__取り組む課題__.
• a. タミフルと異常行動についての文章で、「この異常行動を起こした、14人のうち」で始まる段落を、主な事実を残して箇条書きに改めなさい。
• b. タミフルと異常行動についての文章によると、脳波検査を行った4人にはどのような結果が見られましたか。
• c. タミフルと異常行動についての文章のうち、「最近マスコミで、インフルエン」から「と考えられる」と述べました。」までの部分を書き写しなさい。

最近マスコミで、インフルエンザの治療薬である、タミフルを服用した後に出現する異常行動が、よく取り上げられています。先日第38回日本小児感染症学会が開かれ、そこでもこの問題に関する発表が行われました。
国立三重病院から行われた発表で、昨年のインフルエンザシーズンに入院した、生後5日から15歳にわたる50人の患者さんを対象にしています。入院理由は異常行動が14人で最も多く、次いで熱性痙攣が12人でした。この異常行動は、学童や、幼児に多い傾向があり、又その出現時間は発熱から24時間以内が14人中10人と、熱の出始めに多い事が分かりました。
この異常行動を起こした、14人のうちタミフルを投与されていた方は、12人おられました。他の2人は、他の種類の薬剤を投与されていました。これらの薬剤を投与される前から、異常行動を起こしていた人は、14人中6人おられました。投与後異常行動を起こした8人では、インフルエンザ治療薬が、発熱後12時間以内に投与開始されることが多かったので、結果的に投与後に異常行動が出現したと考えられています。又これらの異常行動は、タミフルを処方され、その初回の服用後には認められても、2回目以降に服用した時には、認められませんでした。
これらの異常反応を起こした方に対して、様々な検査を行った結果、ほぼ異常なものは認められませんでしたが、脳波検査を行った4人全例に、一週間以内に回復する、軽度の異常が認められました。
これらから発表者は、「異常行動の主な原因はインフルエンザ ウィールス感染に伴う、一時的な脳機能異常と考えられる」と述べました。
別のコラムでも述べましたが、インフルエンザに感染すると、ある程度の率で異常行動が発生します。逆に言えば、それ程インフルエンザと言うのは怖い病気です。タミフルを処方する医者は、その怖さを知っているので、少しでも合併症を防ぎたい、早く治癒して頂きたいと考え、タミフルを処方するのです。或る医療ジャーナリストが言っているように、薬を処方すれば儲かるから、などと言うような了見で処方しているのではありません。
皆さんは不安があれば、納得いくまで主治医にご相談下さい。

(セグメンテーションマスクデータ)
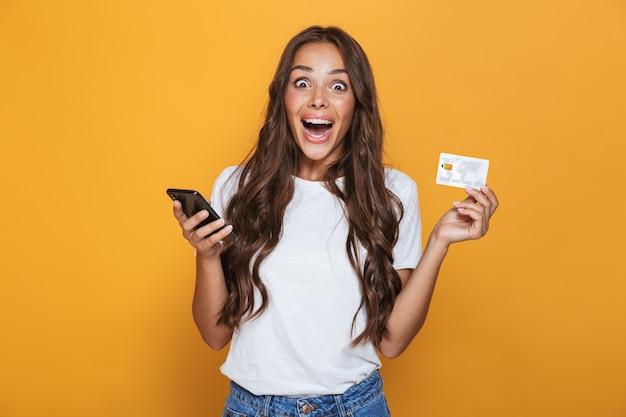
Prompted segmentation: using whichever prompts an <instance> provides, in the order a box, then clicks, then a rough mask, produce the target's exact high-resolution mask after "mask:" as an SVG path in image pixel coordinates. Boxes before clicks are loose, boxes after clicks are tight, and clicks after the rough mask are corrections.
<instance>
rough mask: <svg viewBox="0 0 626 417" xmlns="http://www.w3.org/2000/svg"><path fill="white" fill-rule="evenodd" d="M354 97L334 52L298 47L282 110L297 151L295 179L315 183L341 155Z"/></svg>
mask: <svg viewBox="0 0 626 417" xmlns="http://www.w3.org/2000/svg"><path fill="white" fill-rule="evenodd" d="M354 105H355V98H354V93H353V91H352V85H351V84H350V78H349V77H348V73H347V72H346V68H345V64H344V61H343V58H342V56H341V53H340V52H339V49H338V48H337V47H336V46H335V45H333V44H331V43H321V42H316V43H308V44H305V45H303V46H302V47H300V48H299V49H298V51H297V52H296V55H295V57H294V61H293V67H292V69H291V75H290V77H289V84H288V85H287V89H286V90H285V109H286V112H287V119H288V120H289V128H290V130H291V133H292V135H293V137H294V139H295V141H296V144H297V145H298V148H299V149H300V151H301V157H300V165H299V167H298V177H301V178H304V179H308V180H313V181H318V180H321V179H323V178H324V173H325V171H326V168H327V167H328V166H329V165H330V164H331V163H333V162H335V161H337V160H338V159H339V158H340V157H341V155H342V153H343V145H344V143H343V142H344V138H345V136H346V133H347V132H348V130H349V129H350V124H351V123H352V114H353V112H354Z"/></svg>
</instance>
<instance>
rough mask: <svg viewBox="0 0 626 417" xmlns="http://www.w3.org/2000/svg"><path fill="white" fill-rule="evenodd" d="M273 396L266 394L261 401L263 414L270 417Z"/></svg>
mask: <svg viewBox="0 0 626 417" xmlns="http://www.w3.org/2000/svg"><path fill="white" fill-rule="evenodd" d="M272 398H273V396H271V395H266V396H265V400H264V401H263V414H262V415H263V416H265V417H270V403H271V402H272Z"/></svg>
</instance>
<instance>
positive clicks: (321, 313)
mask: <svg viewBox="0 0 626 417" xmlns="http://www.w3.org/2000/svg"><path fill="white" fill-rule="evenodd" d="M235 169H236V167H230V168H227V169H226V170H224V171H223V172H222V174H221V175H220V176H219V177H218V179H217V180H216V182H215V185H214V187H213V193H212V198H211V204H212V205H213V206H214V207H215V209H216V210H217V212H218V213H224V211H225V210H224V208H225V204H226V203H227V202H228V200H229V198H230V197H231V195H232V192H233V191H234V189H235V187H236V178H235V176H232V177H231V174H233V172H234V171H235ZM341 180H342V179H339V180H338V181H341ZM385 180H386V185H387V188H389V189H390V190H391V191H392V192H393V193H394V194H395V195H397V196H398V197H399V198H400V199H401V201H402V204H403V206H404V217H403V219H402V221H401V222H400V231H399V238H398V242H397V243H396V245H395V247H394V268H396V269H403V268H415V266H416V265H417V262H418V261H419V258H420V256H421V252H422V246H421V220H420V213H419V207H418V200H417V187H416V185H415V182H414V181H413V180H412V179H411V178H409V177H408V176H407V175H405V174H403V173H401V172H400V171H397V170H393V169H386V170H385ZM372 210H373V211H374V210H376V207H372ZM347 232H348V226H347V222H346V220H345V217H344V216H343V211H342V207H341V202H340V201H339V200H338V199H337V198H336V197H335V196H334V195H333V194H332V193H330V192H329V191H328V190H327V189H326V188H325V187H324V183H323V182H314V181H307V180H303V179H301V178H297V177H296V178H295V191H294V195H293V199H292V201H291V202H290V203H289V205H288V207H287V210H286V213H285V217H284V220H283V235H282V237H281V239H280V242H279V243H278V245H277V246H276V248H275V249H274V250H273V252H272V253H271V254H270V255H269V256H268V257H267V258H266V260H265V261H264V262H263V263H262V264H261V268H260V276H261V279H262V280H263V283H264V284H265V286H266V287H267V291H268V301H269V305H268V308H267V309H266V310H265V311H264V312H263V313H262V314H261V315H260V316H259V317H257V318H256V319H254V320H248V321H246V320H242V323H241V326H240V327H239V329H238V330H237V331H235V332H234V334H233V338H232V341H231V344H230V350H229V352H228V356H227V358H226V362H225V363H224V364H223V365H222V367H221V371H222V373H223V374H224V375H226V376H227V377H229V378H230V379H231V380H233V381H235V382H236V383H237V384H239V385H241V386H242V387H244V388H245V389H247V390H248V391H250V392H252V393H254V394H256V395H283V396H288V395H328V394H341V393H343V392H345V391H346V390H347V389H348V388H350V387H351V386H353V385H355V384H357V383H359V382H361V381H362V380H364V379H365V378H366V377H367V376H369V375H370V374H371V373H372V372H373V371H374V370H375V369H377V368H379V367H380V365H381V363H380V360H379V358H378V355H377V352H376V349H375V348H374V346H373V345H372V344H371V343H368V344H359V345H357V346H355V347H353V346H351V342H352V341H353V340H354V338H355V337H356V336H357V335H358V334H360V333H361V331H362V330H363V329H364V324H365V320H366V313H365V310H364V309H361V310H360V311H359V312H358V315H357V319H356V323H355V327H354V328H353V326H352V320H353V318H354V315H355V313H356V311H357V309H358V307H359V304H360V302H361V289H360V286H359V281H358V277H357V275H356V274H355V272H354V270H353V269H352V266H351V265H350V261H349V258H348V255H347V253H346V238H347ZM235 233H237V231H236V230H235ZM235 244H236V243H235ZM361 259H363V257H362V258H361ZM258 305H260V302H259V301H258V299H257V303H256V306H258Z"/></svg>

__解答例__.
• a.
- 異常行動を起こした14人のうち、12人はタミフル、2人は他の種類の薬剤を投与されていた。
- 14人中6人は、薬剤を投与される前から異常行動を起こしていた。
- 投与後に異常行動を起こした8人では、治療薬の投与開始が発熱後12時間以内であることが多かった。そのため、結果的に投与後に異常行動が出現したと考えられている。
- 異常行動はタミフルの初回服用後には認められたが、2回目以降の服用時には認められなかった。

• b. 4人全例に、一週間以内に回復する軽度の異常が認められました。

• c.
最近マスコミで、インフルエンザの治療薬である、タミフルを服用した後に出現する異常行動が、よく取り上げられています。先日第38回日本小児感染症学会が開かれ、そこでもこの問題に関する発表が行われました。
国立三重病院から行われた発表で、昨年のインフルエンザシーズンに入院した、生後5日から15歳にわたる50人の患者さんを対象にしています。入院理由は異常行動が14人で最も多く、次いで熱性痙攣が12人でした。この異常行動は、学童や、幼児に多い傾向があり、又その出現時間は発熱から24時間以内が14人中10人と、熱の出始めに多い事が分かりました。
この異常行動を起こした、14人のうちタミフルを投与されていた方は、12人おられました。他の2人は、他の種類の薬剤を投与されていました。これらの薬剤を投与される前から、異常行動を起こしていた人は、14人中6人おられました。投与後異常行動を起こした8人では、インフルエンザ治療薬が、発熱後12時間以内に投与開始されることが多かったので、結果的に投与後に異常行動が出現したと考えられています。又これらの異常行動は、タミフルを処方され、その初回の服用後には認められても、2回目以降に服用した時には、認められませんでした。
これらの異常反応を起こした方に対して、様々な検査を行った結果、ほぼ異常なものは認められませんでしたが、脳波検査を行った4人全例に、一週間以内に回復する、軽度の異常が認められました。
これらから発表者は、「異常行動の主な原因はインフルエンザ ウィールス感染に伴う、一時的な脳機能異常と考えられる」と述べました。